§ **REQUIRED ACTIONS**:
a: According to the article on Joel Greenblatt's stock picks, how many Raytheon shares did Greenblatt hold after he increased his position?
b: From the article on Joel Greenblatt's stock picks, reproduce the stretch from "by: Insider Monkey" through "the details here).".

§ **QUOTED PASSAGE**:
# # #
Joel Greenblatt's 5 'Magic' Stock Picks For 2013

by: Insider Monkey

by Matt Doiron

We have been keeping track of 13F filings from hedge funds and other notable investors as they come in. Even though 13F filings are six to seven weeks old at this point (this wave of filings discloses many of a filer's long equity positions as of the end of December), we have found that it is possible to develop profitable investment strategies based on the information they contain. For example, the most popular small cap stocks among hedge funds have, on average, generated an excess return of 18 percentage points per year (read the details here).

Of course, a more obvious way to use 13Fs is to treat the stocks listed as recommendations and do more research on the company as long as it passes inspection. Joel Greenblatt of Gotham Asset Management is well known as the author of investing books including You Can Be A Stock Market Genius and the developer of the "Magic Formula" value investing strategy. Learn more about Greenblatt's investing strategy. Here are the five largest holdings by market value in his most recent 13F:

Greenblatt's top pick was Raytheon Company (NYSE:RTN), as he increased his holdings to about 300,000 shares from about 250,000 three months earlier. Raytheon and other aerospace and defense stocks are unpopular picks at the moment as investors worry about cuts to military spending. Earnings were already down 14% last quarter compared to the fourth quarter of 2011. Raytheon trades at 10 times earnings, whether we look at trailing results or at forward estimates for 2014. Aerospace and defense may be a good source of value but it's possible that Greenblatt's strategy isn't fully counting the chances of sharp spending cuts.
# # #
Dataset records
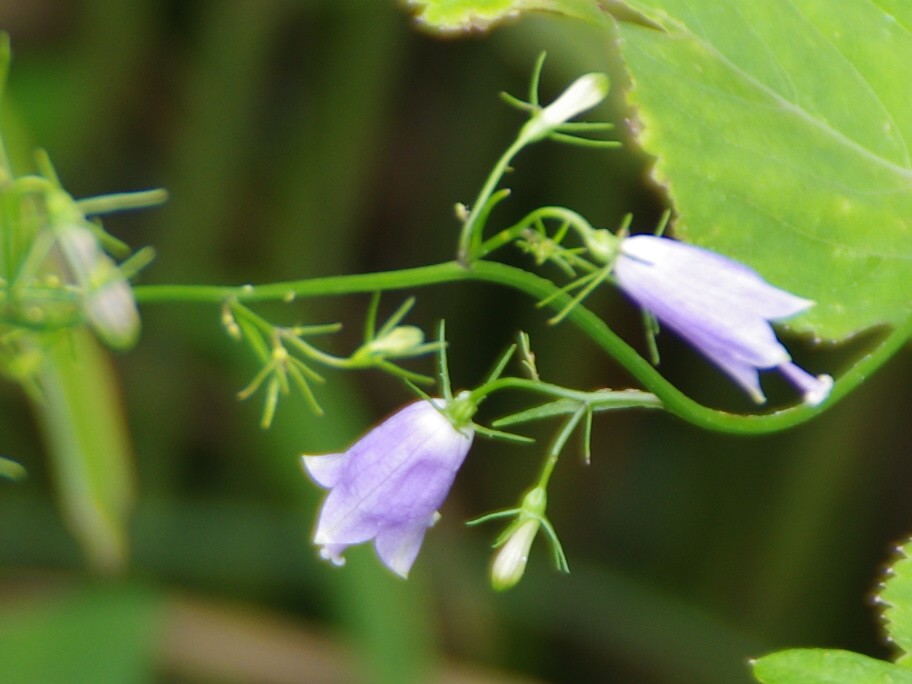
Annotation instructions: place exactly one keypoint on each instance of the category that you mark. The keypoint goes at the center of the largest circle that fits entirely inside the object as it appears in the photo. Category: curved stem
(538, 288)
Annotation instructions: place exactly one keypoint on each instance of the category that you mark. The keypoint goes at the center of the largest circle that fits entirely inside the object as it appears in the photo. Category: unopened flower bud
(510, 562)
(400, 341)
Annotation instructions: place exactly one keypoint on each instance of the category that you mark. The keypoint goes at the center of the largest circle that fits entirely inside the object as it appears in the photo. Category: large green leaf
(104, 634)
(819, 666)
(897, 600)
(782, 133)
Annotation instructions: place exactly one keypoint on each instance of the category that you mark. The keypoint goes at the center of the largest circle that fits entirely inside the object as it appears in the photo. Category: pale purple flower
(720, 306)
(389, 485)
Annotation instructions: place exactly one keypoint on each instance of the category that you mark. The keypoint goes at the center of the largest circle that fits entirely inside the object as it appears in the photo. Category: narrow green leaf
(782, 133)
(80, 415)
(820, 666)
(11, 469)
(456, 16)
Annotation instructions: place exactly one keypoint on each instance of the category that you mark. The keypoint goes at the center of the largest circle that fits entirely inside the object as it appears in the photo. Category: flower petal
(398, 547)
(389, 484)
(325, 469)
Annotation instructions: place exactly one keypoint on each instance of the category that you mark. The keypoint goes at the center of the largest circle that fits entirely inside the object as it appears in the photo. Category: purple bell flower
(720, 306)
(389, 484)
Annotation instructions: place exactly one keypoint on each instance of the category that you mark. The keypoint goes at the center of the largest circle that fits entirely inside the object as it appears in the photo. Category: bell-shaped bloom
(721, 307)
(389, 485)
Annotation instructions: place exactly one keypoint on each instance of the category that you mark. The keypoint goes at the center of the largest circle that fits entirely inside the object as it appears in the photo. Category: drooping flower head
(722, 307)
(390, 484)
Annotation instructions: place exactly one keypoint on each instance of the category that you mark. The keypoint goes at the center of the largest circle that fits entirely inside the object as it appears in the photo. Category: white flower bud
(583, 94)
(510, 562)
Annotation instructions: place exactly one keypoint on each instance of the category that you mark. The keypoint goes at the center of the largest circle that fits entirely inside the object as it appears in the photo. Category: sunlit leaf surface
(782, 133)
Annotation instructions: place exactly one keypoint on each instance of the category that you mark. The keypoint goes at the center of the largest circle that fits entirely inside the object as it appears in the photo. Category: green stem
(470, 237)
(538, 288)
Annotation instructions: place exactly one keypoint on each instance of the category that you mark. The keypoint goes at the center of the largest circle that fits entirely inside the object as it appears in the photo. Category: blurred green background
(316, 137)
# # #
§ **RESPONSES TO THE EXERCISE**:
a: About 300,000 shares.

b:
by: Insider Monkey

by Matt Doiron

We have been keeping track of 13F filings from hedge funds and other notable investors as they come in. Even though 13F filings are six to seven weeks old at this point (this wave of filings discloses many of a filer's long equity positions as of the end of December), we have found that it is possible to develop profitable investment strategies based on the information they contain. For example, the most popular small cap stocks among hedge funds have, on average, generated an excess return of 18 percentage points per year (read the details here).